# Things to do
A – List every place name that appears in the article on Sami Deen Baloch, in the order they first occur.
B – Please carry on the article on Sami Deen Baloch from the point where it stops.

━━ Passage provided ━━

August 8th, 2021
Staff Report
LAHORE
It has been 12 years since Sami Deen’s father Dr. Deen Muhammad Baloch was forcibly abducted from his government allotted residence in Khuzdar, Balochistan. A physician employed at a government hospital Dr. Deen was part of the central committee of the Balochistan National Movement (BNM), an ethno-nationalist political movement working for securing rights for Pakistan’s marginalized Baloch minority group. “It was around 1 am when a convoy of cars stopped outside the public hospital in Khuzdar. Dozens of plainclothesmen and Frontier Core (FC) personnel stepped out of the vehicles and abducted my father in front of the hospital’s security guard,” recalls Sami Deen Baloch.
The move to Karachi
Right after her father’s abduction Sami Deen, following in her father’s footsteps, left the security of her home to raise her voice for the release of her father and hundreds of other Baloch missing persons. Soon after the same people who picked up Sami’s father started threatening her with dire consequences if she did not stop demanding her fathers’ release. “My area Mashakay, Balochistan is what you would call a war-torn region,” she says. “There has been a general sense of insecurity in the area and on top of that my family and I started receiving death threats from certain quarters, for this reason, my mother decided that we should leave Balochistan and move to Karachi, which she thought would be a much safer city,” continues Sami.
But life in Karachi was not as safe as Sami had imagined it to be. Soon after shifting to Karachi she participated in her first long March to Islamabad to demand her fathers’ release and life instantly became tough once again right after the long march. “The authorities picked up my uncles and other relatives and threatened them with dire consequences if I did not back down. I was told that if I did not keep quiet I too will disappear like my father. They told me your family is already suffering from one such tragedy, dont force another tragedy upon them,” she reveals.

━━━
━━ Extracted entries ━━

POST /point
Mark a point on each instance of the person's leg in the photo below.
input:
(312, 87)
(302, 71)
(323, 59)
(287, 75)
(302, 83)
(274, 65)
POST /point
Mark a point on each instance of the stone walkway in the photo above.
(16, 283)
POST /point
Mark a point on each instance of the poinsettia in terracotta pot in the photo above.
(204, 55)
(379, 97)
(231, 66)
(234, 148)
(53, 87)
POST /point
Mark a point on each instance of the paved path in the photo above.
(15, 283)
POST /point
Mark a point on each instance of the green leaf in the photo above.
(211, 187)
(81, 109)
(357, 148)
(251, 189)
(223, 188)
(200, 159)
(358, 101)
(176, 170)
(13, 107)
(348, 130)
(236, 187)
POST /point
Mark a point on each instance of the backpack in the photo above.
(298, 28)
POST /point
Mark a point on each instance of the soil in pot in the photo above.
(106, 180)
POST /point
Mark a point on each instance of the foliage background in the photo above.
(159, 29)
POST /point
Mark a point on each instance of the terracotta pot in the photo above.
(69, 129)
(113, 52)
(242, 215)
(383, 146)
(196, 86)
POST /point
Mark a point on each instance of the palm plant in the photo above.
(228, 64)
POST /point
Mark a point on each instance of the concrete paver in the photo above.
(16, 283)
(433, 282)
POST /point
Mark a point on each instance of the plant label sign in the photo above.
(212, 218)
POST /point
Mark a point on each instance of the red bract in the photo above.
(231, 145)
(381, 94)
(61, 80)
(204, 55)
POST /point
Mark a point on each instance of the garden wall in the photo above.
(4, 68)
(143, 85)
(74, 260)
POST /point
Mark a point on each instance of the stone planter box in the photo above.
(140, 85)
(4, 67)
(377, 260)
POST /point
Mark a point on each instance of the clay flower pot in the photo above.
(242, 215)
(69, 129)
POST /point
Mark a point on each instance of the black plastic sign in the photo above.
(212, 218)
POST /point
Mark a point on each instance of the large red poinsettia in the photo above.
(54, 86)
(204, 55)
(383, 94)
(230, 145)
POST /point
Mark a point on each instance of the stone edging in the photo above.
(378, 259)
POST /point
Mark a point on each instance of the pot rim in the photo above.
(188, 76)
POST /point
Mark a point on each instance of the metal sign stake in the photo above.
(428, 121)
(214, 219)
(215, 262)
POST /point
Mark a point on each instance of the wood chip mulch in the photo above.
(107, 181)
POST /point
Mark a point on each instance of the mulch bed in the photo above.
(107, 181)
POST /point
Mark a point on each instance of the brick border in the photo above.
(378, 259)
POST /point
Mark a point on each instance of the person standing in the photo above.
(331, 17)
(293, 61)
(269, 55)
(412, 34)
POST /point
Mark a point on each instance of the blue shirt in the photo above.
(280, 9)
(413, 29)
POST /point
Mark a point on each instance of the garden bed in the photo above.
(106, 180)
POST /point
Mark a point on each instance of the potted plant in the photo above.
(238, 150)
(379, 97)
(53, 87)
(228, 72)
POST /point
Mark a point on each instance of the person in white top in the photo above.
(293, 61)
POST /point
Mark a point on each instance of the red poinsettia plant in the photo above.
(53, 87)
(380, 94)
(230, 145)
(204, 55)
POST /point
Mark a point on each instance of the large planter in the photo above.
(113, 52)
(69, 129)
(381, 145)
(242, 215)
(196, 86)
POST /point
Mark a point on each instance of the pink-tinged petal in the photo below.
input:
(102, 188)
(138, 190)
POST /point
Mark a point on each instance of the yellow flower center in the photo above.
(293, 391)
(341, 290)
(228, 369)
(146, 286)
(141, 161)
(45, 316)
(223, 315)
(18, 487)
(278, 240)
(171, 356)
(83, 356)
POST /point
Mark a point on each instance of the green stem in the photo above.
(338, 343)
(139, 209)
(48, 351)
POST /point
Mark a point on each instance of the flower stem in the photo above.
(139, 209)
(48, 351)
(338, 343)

━━━

# Responses to the tasks
A – Lahore, Khuzdar, Balochistan, Pakistan, Mashakay, Karachi, Islamabad

B –
Recent spyware attack
While describing a recent event Sami explains that one morning she received a text message from someone claiming to be a representative of an international human rights organization. The person asked her to fill out a form to seek help from the said international organization for the release of her father. Sami later found out that the person was in fact an imposter. When she called him out he resorted to threatening her. Sami speculates that this person was also involved in a phone snatching she was subjected to around two months ago. When she contacted Amnesty International regarding the episode the international organization confirmed that she was the victim of a spyware attack aimed at intimidating her and getting access to her personal information.
Meeting with the Prime Minister
Last year in December Sami Baloch took part in a protest camp in Islamabad organized by an organization called the voice for (Baloch) missing persons. After days of demonstrating the protestors were informed by the Federal Minister for Human Rights Shireen Mazari that Prime Minister Imran Khan would meet them if and only if they ended their protest camp immediately. The helpless Baloch families complied. 20 days after the end of the sit-in the families were called to Islamabad for a meeting with the PM. “I begged the PM to look into the case of my father, I begged him for my father’s return, I begged him for my family’s happiness. He assured us that he will do everything in his power to ensure the safe return of our families. We were overjoyed but up until now 12 out of the 13 families still wait for the return of their loved ones. Only Haseeba Qambrani has seen her brothers return the rest are still waiting,” she concludes.